START TEXT BLOCK
# Turning Stabilized Wood



## dankc908 (Apr 30, 2011)

Yesterday I made my first attempt to turn some stabilized wood (spalted mango).  This wood had been 'professionally' stabilized by a company that I do not wish to name, yet.  I had glued the tube in and all seemed OK until I began to do my barrel trimming (I use the Pen State barrel trimming kit which has served my purposes well).  I always trim at the lowest speed on my drill press - the specs say 500 rpm, however, my gauge shows 480.  The moment the cutterhead (yes it is still sharp) touched the wood the entire blank exploded on me - wood chips flying everywhere and most (but not all) of the wood exited the brass tube.  I did another dozen wooden blanks of different woods, at the same time, without any problems.  Did I do something wrong or is there another (better) way to deal with stabilized and/or spalted wood?  Many thanks for any input on this issue!

Dan


----------



## GColeman (Apr 30, 2011)

I have had that happen on occasion.  My solution was the build a jig for my disc sander.  I still use the trimmer for acrylic and antler, but square any wood blanks on the sander.

My guess is that there was some sort of flaw in the blank.  I'll venture to guess also that if you had successfully trimmed the ends it would have blown up on the lathe.


----------



## its_virgil (Apr 30, 2011)

This is one of the reasons I choose to use a disk sander instead of a barrel trimmer....no cutter edges to catch. The pilot shaft or shim needs to be a a snug, but not tight, fit in order to keep the cutter head stable. Any slack in the pilot shaft or shim can cause the cutter head to wobble and more prone to catch.  Maybe you failed on the glue application on this one blank. I consider a barrel trimmer to be a hand tool. For me, what you describe has only happened when the trimmer was used in a drill or drill press, never when used in a handle and used by hand.

How much material do you normally have to remove on each end of the blank? I see too many penturners removing way too much material using barrel trimmers...in my opinion of course.

If one side of the blank's end is a bit longer than the other this gives the trimmer a better chance of catching on the "high" side.

I hope you find the problem and a solution. 
Do a good turn daily!
Don






dankc908 said:


> Yesterday I made my first attempt to turn some stabilized wood (spalted mango).  This wood had been 'professionally' stabilized by a company that I do not wish to name, yet.  I had glued the tube in and all seemed OK until I began to do my barrel trimming (I use the Pen State barrel trimming kit which has served my purposes well).  I always trim at the lowest speed on my drill press - the specs say 500 rpm, however, my gauge shows 480.  The moment the cutterhead (yes it is still sharp) touched the wood the entire blank exploded on me - wood chips flying everywhere and most (but not all) of the wood exited the brass tube.  I did another dozen wooden blanks of different woods, at the same time, without any problems.  Did I do something wrong or is there another (better) way to deal with stabilized and/or spalted wood?  Many thanks for any input on this issue!
> 
> Dan


----------



## crabcreekind (May 1, 2011)

I use a drill for trimming the drill is to fast, if you go slow and have light pressure it probably wouldnt explode


----------
END TEXT BLOCK
START DATA ENTRIES
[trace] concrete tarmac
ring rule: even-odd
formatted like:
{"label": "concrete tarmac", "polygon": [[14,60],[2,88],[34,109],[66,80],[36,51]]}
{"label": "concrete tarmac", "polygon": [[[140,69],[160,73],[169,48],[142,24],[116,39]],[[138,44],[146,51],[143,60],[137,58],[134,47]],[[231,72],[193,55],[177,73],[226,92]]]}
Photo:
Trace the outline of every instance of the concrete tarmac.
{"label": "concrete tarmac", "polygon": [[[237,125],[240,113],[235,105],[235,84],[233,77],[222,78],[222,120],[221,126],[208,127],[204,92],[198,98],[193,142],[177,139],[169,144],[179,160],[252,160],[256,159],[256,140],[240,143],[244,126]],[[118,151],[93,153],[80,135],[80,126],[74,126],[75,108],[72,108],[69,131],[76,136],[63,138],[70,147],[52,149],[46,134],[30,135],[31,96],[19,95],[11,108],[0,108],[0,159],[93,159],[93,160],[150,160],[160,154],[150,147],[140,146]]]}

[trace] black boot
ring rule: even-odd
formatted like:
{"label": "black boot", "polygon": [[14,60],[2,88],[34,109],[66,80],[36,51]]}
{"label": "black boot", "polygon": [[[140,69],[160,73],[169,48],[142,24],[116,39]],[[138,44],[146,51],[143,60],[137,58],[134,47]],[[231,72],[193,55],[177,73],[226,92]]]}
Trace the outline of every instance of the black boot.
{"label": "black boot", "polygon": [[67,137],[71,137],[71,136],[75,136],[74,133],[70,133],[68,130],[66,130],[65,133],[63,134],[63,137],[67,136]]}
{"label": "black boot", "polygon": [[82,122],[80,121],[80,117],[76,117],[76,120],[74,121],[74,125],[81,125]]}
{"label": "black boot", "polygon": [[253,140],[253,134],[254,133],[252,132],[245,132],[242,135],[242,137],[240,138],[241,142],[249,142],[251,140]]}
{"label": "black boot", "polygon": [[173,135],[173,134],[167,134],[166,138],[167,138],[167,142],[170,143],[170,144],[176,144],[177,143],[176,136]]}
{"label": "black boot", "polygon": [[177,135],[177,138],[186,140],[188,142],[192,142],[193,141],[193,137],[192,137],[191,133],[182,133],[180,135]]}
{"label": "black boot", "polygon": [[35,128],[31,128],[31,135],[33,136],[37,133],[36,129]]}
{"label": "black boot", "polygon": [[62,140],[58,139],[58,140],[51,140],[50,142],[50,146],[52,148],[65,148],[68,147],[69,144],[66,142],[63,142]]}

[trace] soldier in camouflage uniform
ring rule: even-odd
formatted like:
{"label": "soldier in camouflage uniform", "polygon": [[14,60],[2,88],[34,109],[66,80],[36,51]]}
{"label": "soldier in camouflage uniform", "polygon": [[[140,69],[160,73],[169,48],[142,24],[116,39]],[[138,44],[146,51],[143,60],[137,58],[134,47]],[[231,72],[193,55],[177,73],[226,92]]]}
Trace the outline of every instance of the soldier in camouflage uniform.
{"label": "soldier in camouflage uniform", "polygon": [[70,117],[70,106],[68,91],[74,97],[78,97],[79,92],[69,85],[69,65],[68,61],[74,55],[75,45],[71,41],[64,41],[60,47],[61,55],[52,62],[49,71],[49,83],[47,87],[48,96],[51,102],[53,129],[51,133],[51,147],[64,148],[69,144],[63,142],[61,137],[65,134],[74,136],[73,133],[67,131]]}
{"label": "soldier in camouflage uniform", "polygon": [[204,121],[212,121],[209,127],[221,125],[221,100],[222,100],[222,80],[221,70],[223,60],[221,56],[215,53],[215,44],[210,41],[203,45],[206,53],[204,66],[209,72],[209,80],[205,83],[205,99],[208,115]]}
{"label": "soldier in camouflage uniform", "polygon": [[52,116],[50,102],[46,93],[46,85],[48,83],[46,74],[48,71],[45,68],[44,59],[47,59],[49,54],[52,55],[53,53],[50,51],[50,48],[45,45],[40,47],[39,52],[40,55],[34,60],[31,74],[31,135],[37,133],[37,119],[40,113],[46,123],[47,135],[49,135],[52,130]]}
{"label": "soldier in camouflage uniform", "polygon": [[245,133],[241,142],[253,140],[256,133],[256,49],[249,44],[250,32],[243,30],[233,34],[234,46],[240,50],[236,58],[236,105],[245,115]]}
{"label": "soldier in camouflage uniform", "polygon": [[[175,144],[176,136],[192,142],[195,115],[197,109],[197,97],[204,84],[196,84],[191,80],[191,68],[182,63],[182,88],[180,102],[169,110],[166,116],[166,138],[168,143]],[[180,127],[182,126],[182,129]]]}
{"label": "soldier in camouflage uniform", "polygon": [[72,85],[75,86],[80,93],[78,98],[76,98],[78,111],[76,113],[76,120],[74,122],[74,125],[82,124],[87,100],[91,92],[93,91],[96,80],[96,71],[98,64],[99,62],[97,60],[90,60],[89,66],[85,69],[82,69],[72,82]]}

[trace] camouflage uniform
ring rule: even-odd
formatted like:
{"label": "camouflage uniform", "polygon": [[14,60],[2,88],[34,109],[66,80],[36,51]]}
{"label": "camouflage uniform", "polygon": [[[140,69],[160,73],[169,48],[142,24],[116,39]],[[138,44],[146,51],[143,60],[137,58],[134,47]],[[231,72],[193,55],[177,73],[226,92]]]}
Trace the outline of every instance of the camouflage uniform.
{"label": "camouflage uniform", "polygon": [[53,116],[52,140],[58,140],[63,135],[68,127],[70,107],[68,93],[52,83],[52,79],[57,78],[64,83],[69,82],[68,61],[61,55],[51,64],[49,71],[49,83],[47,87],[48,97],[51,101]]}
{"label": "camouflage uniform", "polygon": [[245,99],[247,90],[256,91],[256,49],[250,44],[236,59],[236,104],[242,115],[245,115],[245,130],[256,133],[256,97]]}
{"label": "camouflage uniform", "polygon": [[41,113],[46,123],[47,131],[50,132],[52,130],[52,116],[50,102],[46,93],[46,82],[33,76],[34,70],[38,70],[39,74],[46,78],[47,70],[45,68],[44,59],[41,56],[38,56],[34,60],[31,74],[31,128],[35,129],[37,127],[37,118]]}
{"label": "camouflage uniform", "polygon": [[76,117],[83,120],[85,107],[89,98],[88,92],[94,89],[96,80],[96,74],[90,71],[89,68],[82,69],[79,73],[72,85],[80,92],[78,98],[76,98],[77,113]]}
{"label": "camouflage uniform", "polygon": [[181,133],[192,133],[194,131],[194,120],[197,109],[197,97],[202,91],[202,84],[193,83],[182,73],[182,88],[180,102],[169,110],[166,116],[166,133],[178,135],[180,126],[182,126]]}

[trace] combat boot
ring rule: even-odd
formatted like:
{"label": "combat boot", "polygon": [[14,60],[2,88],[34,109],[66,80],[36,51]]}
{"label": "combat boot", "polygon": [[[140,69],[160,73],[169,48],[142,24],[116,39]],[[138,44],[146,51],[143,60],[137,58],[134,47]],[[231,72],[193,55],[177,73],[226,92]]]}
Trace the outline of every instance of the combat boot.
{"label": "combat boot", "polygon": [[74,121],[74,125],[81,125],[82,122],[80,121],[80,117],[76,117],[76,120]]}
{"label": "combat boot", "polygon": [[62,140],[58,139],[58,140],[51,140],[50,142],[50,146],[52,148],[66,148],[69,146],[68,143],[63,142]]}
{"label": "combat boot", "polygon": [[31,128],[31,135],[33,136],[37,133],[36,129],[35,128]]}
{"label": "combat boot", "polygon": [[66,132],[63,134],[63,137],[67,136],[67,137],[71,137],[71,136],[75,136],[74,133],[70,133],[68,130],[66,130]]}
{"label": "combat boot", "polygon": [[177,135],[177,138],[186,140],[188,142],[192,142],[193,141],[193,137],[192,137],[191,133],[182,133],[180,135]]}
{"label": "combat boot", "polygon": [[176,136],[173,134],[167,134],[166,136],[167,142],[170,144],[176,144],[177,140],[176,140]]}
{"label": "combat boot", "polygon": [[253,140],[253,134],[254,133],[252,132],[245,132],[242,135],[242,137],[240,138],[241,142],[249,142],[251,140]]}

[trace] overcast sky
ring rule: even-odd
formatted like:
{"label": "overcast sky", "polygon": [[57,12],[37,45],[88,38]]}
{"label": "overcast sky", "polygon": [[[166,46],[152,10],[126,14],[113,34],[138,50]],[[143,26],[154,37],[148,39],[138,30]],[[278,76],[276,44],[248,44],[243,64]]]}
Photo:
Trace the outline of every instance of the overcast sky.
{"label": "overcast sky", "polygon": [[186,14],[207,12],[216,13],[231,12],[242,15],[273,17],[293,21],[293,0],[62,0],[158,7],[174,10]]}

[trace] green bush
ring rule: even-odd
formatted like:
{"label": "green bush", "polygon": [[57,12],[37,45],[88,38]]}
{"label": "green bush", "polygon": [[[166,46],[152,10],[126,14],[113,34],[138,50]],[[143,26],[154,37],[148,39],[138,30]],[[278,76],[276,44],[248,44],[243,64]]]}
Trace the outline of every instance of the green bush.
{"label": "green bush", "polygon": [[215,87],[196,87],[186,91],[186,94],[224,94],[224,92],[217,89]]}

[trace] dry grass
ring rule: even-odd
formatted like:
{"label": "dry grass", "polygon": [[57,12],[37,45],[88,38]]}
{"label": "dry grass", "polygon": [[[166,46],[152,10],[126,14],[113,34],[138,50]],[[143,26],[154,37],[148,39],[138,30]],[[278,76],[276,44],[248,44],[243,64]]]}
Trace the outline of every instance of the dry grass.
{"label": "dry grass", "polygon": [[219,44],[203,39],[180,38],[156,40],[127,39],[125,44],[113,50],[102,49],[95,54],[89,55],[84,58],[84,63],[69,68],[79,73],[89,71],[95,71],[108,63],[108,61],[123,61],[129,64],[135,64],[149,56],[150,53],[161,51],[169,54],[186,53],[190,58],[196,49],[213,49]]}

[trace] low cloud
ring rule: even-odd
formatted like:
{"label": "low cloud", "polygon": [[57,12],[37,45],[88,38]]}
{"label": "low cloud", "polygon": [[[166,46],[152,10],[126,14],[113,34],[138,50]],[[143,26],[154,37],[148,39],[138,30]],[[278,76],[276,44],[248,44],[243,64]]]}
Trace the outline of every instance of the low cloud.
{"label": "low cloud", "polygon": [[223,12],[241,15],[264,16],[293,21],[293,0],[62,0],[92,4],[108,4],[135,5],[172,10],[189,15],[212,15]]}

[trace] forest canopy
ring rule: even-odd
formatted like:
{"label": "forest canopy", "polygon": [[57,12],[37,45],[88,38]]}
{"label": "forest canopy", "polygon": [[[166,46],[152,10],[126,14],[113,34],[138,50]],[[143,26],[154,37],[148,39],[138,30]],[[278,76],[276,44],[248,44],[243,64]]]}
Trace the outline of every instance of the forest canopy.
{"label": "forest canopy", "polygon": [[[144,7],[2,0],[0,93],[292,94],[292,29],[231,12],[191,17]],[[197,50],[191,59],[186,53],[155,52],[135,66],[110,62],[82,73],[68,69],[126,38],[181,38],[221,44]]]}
END DATA ENTRIES
- [WRITTEN REQUEST A]
Decide whether each statement agrees with the thread on turning stabilized wood. Answer yes or no, and quote the words from the thread that settle it.
(i) Dan trims his blanks at the lowest speed on his drill press.
(ii) GColeman now squares acrylic blanks on his disc sander.
(iii) Don has had a trimmer catch when he used it by hand in a handle.
- [WRITTEN REQUEST B]
Answer each question from the thread on turning stabilized wood.
(i) What wood was Dan turning when the blank exploded?
(ii) According to Don, what can make the cutter head wobble?
(iii) What tool does crabcreekind use for trimming?
The material placed after the thread on turning stabilized wood comes from a separate source.

- [CORRECT ANSWER A]
(i) Yes: "I always trim at the lowest speed on my drill press"
(ii) No: "I still use the trimmer for acrylic and antler, but square any wood blanks on the sander."
(iii) No: "never when used in a handle and used by hand."

- [CORRECT ANSWER B]
(i) Spalted mango.
(ii) Any slack in the pilot shaft or shim.
(iii) A drill.